• Problem to work on:
Would you set down every line of the data below exactly as it reads?
━━━ Supplied data
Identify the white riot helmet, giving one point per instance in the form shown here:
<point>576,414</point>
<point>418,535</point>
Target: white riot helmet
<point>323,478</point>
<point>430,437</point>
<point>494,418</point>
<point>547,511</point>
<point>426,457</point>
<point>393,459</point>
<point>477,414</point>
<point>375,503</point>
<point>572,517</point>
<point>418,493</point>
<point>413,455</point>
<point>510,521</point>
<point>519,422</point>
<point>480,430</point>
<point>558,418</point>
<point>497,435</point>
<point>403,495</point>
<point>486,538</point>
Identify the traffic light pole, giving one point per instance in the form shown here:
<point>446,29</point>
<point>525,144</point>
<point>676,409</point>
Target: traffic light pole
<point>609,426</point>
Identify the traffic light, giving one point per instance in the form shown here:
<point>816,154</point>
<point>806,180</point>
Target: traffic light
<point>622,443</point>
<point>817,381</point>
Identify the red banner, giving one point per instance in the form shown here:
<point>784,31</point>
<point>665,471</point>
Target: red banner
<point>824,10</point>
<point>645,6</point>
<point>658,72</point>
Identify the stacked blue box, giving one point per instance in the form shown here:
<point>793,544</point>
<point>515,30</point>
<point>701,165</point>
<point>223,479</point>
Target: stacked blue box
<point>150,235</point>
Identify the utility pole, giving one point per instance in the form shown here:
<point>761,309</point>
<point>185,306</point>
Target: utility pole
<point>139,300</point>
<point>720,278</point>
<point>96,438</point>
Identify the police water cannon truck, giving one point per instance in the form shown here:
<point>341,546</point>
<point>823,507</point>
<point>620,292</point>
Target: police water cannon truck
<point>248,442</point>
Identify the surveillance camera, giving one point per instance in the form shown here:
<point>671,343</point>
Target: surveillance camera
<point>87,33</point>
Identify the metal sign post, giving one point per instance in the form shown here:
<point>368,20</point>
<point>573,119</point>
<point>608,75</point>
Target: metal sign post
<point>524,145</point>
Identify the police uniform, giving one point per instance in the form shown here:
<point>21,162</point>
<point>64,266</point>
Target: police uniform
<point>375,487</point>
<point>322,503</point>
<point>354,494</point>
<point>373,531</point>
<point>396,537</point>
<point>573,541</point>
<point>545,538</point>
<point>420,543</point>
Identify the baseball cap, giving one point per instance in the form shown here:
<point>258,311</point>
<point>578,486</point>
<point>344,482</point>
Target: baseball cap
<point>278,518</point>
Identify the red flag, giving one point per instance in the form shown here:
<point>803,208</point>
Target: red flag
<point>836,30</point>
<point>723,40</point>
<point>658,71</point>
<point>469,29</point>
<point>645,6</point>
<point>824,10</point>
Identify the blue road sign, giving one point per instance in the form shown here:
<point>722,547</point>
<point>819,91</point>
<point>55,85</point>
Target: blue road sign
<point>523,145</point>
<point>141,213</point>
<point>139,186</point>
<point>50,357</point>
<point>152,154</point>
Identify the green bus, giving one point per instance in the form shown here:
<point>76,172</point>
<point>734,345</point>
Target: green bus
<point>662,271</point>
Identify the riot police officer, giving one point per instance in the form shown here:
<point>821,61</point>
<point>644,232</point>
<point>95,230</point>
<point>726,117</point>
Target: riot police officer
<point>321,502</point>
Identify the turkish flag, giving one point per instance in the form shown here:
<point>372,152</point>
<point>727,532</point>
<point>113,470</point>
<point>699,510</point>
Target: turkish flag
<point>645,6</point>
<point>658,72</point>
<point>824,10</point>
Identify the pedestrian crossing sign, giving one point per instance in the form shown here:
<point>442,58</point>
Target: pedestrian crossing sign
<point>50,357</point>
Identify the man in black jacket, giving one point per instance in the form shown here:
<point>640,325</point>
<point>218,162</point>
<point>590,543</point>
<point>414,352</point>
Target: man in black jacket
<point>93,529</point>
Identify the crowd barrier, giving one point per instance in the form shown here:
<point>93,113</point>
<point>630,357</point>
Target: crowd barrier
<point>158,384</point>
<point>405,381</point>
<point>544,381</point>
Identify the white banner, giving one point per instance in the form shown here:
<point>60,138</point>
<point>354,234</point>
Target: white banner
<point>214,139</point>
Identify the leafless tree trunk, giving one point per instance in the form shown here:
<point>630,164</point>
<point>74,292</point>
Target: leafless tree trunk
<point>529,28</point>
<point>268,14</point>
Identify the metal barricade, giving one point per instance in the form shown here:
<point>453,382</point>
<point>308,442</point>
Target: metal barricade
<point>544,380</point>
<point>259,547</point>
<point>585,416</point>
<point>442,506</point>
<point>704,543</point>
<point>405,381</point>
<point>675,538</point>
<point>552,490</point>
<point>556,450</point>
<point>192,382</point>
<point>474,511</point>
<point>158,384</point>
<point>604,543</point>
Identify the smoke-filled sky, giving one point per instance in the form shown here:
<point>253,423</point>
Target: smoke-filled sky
━━━━━━
• Solution below:
Identify the white riot helmet, giving one point per instance in the form shown here:
<point>576,414</point>
<point>418,535</point>
Target: white riot helmet
<point>323,478</point>
<point>430,437</point>
<point>494,418</point>
<point>547,511</point>
<point>426,457</point>
<point>393,459</point>
<point>477,414</point>
<point>375,503</point>
<point>572,517</point>
<point>418,493</point>
<point>413,455</point>
<point>510,521</point>
<point>519,422</point>
<point>480,430</point>
<point>558,418</point>
<point>497,435</point>
<point>403,495</point>
<point>486,538</point>
Identify the traffic light pole, giving one point per instance in the form shown here:
<point>446,29</point>
<point>525,144</point>
<point>676,409</point>
Target: traffic light pole
<point>609,426</point>
Identify the traffic light, giving one point per instance in the form shown here:
<point>816,154</point>
<point>806,180</point>
Target: traffic light
<point>622,443</point>
<point>817,381</point>
Identify the red banner, giving one point per instance in the form shown here:
<point>784,31</point>
<point>665,471</point>
Target: red banner
<point>824,10</point>
<point>645,6</point>
<point>658,72</point>
Identify the stacked blue box, giving one point per instance in the form shown here:
<point>793,544</point>
<point>515,30</point>
<point>701,165</point>
<point>223,479</point>
Target: stacked blue box
<point>150,235</point>
Identify the utility pole, giving one point per instance in the form shown here:
<point>761,309</point>
<point>185,306</point>
Target: utility pole
<point>139,300</point>
<point>720,278</point>
<point>96,438</point>
Identify the police water cannon truck, giving one point per instance in the form shown here:
<point>341,546</point>
<point>823,507</point>
<point>620,292</point>
Target: police water cannon truck
<point>248,442</point>
Identify the surveillance camera, giving one point per instance in the form shown here:
<point>671,343</point>
Target: surveillance camera
<point>87,33</point>
Identify the metal sign post, giving one point per instance in the form shown here:
<point>368,20</point>
<point>573,119</point>
<point>608,75</point>
Target: metal sign post
<point>524,145</point>
Identify the police uniform, giving one point per instance in the form shown here:
<point>21,162</point>
<point>64,266</point>
Target: police uniform
<point>375,487</point>
<point>322,503</point>
<point>354,494</point>
<point>373,531</point>
<point>396,537</point>
<point>573,541</point>
<point>545,538</point>
<point>420,543</point>
Identify the baseball cap, giving one point per instance in the form shown here:
<point>258,311</point>
<point>578,486</point>
<point>344,482</point>
Target: baseball cap
<point>278,518</point>
Identify the red flag, giving one point per instance in the form shown here:
<point>803,208</point>
Target: red flag
<point>836,30</point>
<point>723,40</point>
<point>658,71</point>
<point>469,29</point>
<point>645,6</point>
<point>824,10</point>
Identify the blue road sign, giving one point per instance in the form shown here:
<point>722,547</point>
<point>819,91</point>
<point>55,85</point>
Target: blue road sign
<point>523,145</point>
<point>141,213</point>
<point>139,186</point>
<point>50,357</point>
<point>152,154</point>
Identify the green bus, giving one point per instance in the form shown here:
<point>76,172</point>
<point>734,345</point>
Target: green bus
<point>662,271</point>
Identify the riot police officer, giving one point per instance in the form shown here:
<point>821,61</point>
<point>644,232</point>
<point>95,230</point>
<point>726,117</point>
Target: riot police officer
<point>321,502</point>
Identify the turkish flag, giving one point per instance in the form shown here:
<point>372,152</point>
<point>727,532</point>
<point>113,470</point>
<point>699,510</point>
Target: turkish flag
<point>645,6</point>
<point>658,72</point>
<point>824,10</point>
Identify the pedestrian crossing sign, giving one point per instance in the form shown here:
<point>442,58</point>
Target: pedestrian crossing sign
<point>50,357</point>
Identify the man in black jacket, giving one point per instance in the form shown here:
<point>640,325</point>
<point>218,162</point>
<point>590,543</point>
<point>414,352</point>
Target: man in black jacket
<point>93,529</point>
Identify the crowd barrier, giving one point per instance in the form shown here:
<point>93,113</point>
<point>630,357</point>
Target: crowd barrier
<point>158,384</point>
<point>405,381</point>
<point>544,381</point>
Identify the white banner, giving one point per instance in the form shown here:
<point>60,138</point>
<point>354,234</point>
Target: white banner
<point>214,139</point>
Identify the leafless tree trunk, giving one point per instance in the form shown here:
<point>630,164</point>
<point>74,292</point>
Target: leafless tree trunk
<point>529,28</point>
<point>268,14</point>
Identify the metal barricade, giving one point per instance in the form shown here:
<point>453,382</point>
<point>308,442</point>
Target: metal barricade
<point>544,380</point>
<point>259,547</point>
<point>585,416</point>
<point>442,506</point>
<point>704,543</point>
<point>405,381</point>
<point>675,538</point>
<point>552,490</point>
<point>556,450</point>
<point>192,382</point>
<point>474,511</point>
<point>158,384</point>
<point>604,543</point>
Identify the smoke-filled sky, giving one point per instance in the form shown here:
<point>253,423</point>
Target: smoke-filled sky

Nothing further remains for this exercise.